▸ TASK STATEMENT:
Copy all of the records below word for word, leaving out the pictures.

▸ Image point annotation records:
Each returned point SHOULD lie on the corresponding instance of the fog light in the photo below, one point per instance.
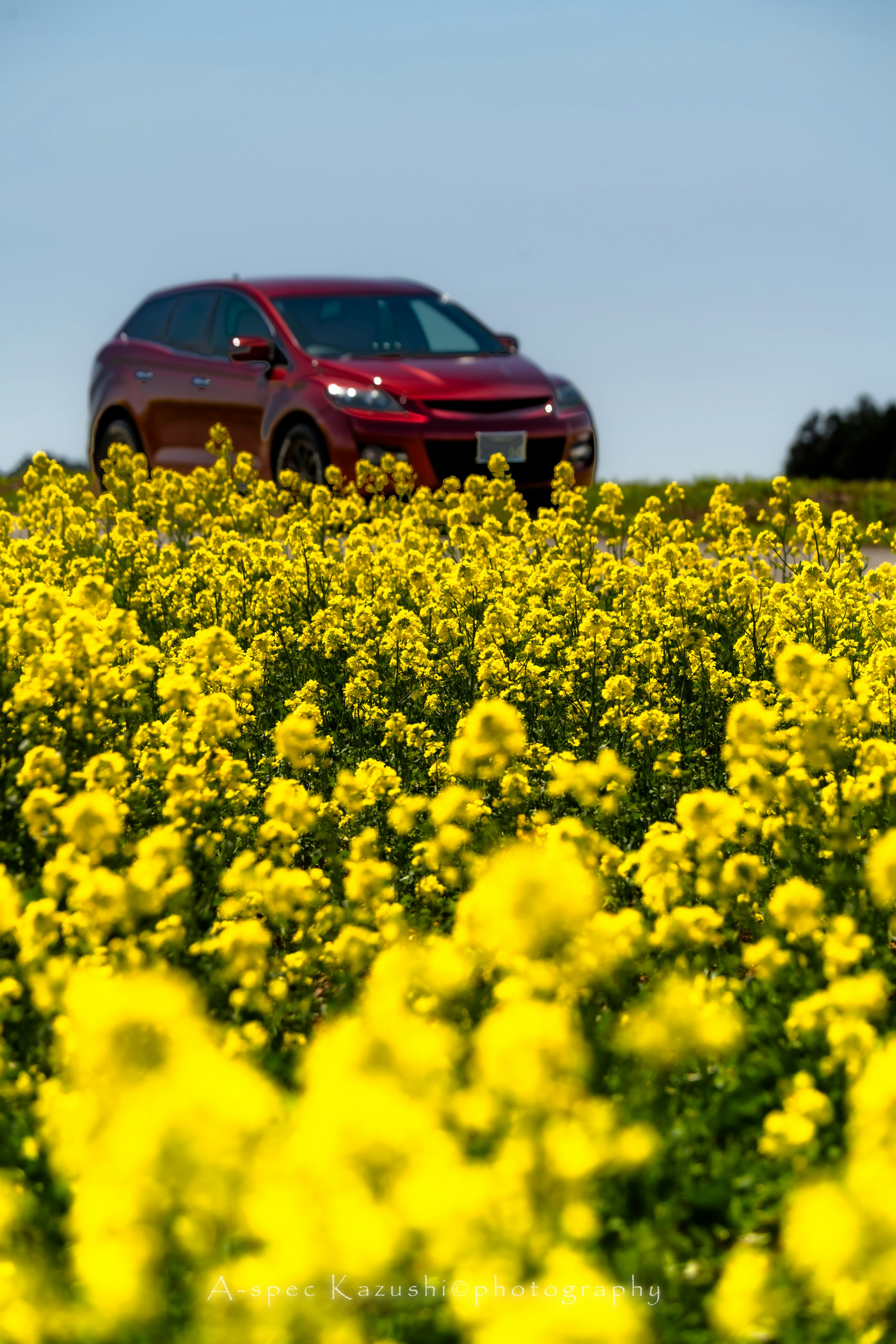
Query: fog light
(582, 454)
(375, 454)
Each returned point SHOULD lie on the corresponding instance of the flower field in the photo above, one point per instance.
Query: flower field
(426, 922)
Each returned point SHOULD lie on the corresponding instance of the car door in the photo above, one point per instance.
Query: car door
(240, 393)
(178, 413)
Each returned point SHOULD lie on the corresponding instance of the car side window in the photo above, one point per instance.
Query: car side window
(236, 316)
(190, 322)
(151, 322)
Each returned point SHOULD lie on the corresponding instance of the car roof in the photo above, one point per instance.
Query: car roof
(295, 286)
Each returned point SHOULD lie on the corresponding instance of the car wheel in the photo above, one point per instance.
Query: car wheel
(116, 432)
(301, 451)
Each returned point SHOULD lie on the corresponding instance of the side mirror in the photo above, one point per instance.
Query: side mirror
(245, 349)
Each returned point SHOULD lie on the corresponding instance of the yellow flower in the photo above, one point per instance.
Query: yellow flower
(742, 1306)
(765, 957)
(683, 1018)
(296, 740)
(527, 901)
(93, 822)
(797, 906)
(487, 741)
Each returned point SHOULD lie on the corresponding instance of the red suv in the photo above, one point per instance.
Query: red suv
(304, 373)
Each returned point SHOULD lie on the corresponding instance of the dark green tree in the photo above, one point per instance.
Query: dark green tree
(855, 445)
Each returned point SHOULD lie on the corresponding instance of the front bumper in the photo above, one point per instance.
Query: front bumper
(442, 445)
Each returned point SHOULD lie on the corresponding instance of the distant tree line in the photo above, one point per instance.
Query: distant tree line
(855, 445)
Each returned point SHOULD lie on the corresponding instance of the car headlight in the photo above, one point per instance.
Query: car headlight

▸ RESPONSE TO THE TASK:
Each returned point SHOULD lie on the corresponding instance of the fog light in the photo below, one point per instance.
Query: fog light
(582, 454)
(375, 454)
Each returned point SHOULD lie on the corresponding instance of the flower field in the photo above, one point per instance.
Query: flower field
(426, 922)
Each returned point SHOULD lie on the corresponding instance of the car door in the photo above, one point per instance.
Query: car door
(240, 393)
(178, 413)
Each returned point SHOULD lie on the corresponding instance of the car side window in the photo above, one point per instance.
Query: car side window
(236, 316)
(190, 322)
(151, 322)
Each returned point SHOULD lie on the corresponding instance of the car roof in the photo above, one point per instance.
Query: car roof
(295, 286)
Each returned point SHOULD lie on the corresponding instance of the car wheel in the photo above, one point per instance.
Query: car wheel
(116, 432)
(301, 451)
Each returned point SHOULD lie on the corresponding instance of the side mirror in the photo above, one point per instance.
Query: side mirror
(245, 349)
Each returned point SHOULD lie on the corresponding instance of the yellow flower in the photo above, one point per instance.
Query: yellow flower
(742, 1306)
(765, 957)
(683, 1018)
(296, 740)
(527, 901)
(93, 822)
(797, 906)
(487, 741)
Each returned point SHOULD lie on the corresponding instance of the red suv in the photo above, one point per instance.
Query: red suv
(304, 373)
Each returned point SHOULD lie on the corresponding instance of the dark green tree in the photo above, one point per instance.
Query: dark green tree
(855, 445)
Each returned point SHOULD lie on the corresponding instance of the front bumper in the photo above, one point per instance.
Query: front bumper
(442, 445)
Each returned point SHOULD lie on the corresponding instance of the distant tree line in the photo above, one point per instance.
Query: distant tree line
(855, 445)
Each returned point SHOULD lie on the corresponding instance of the car headlight in the photo above, one point per instance.
Query: car headlight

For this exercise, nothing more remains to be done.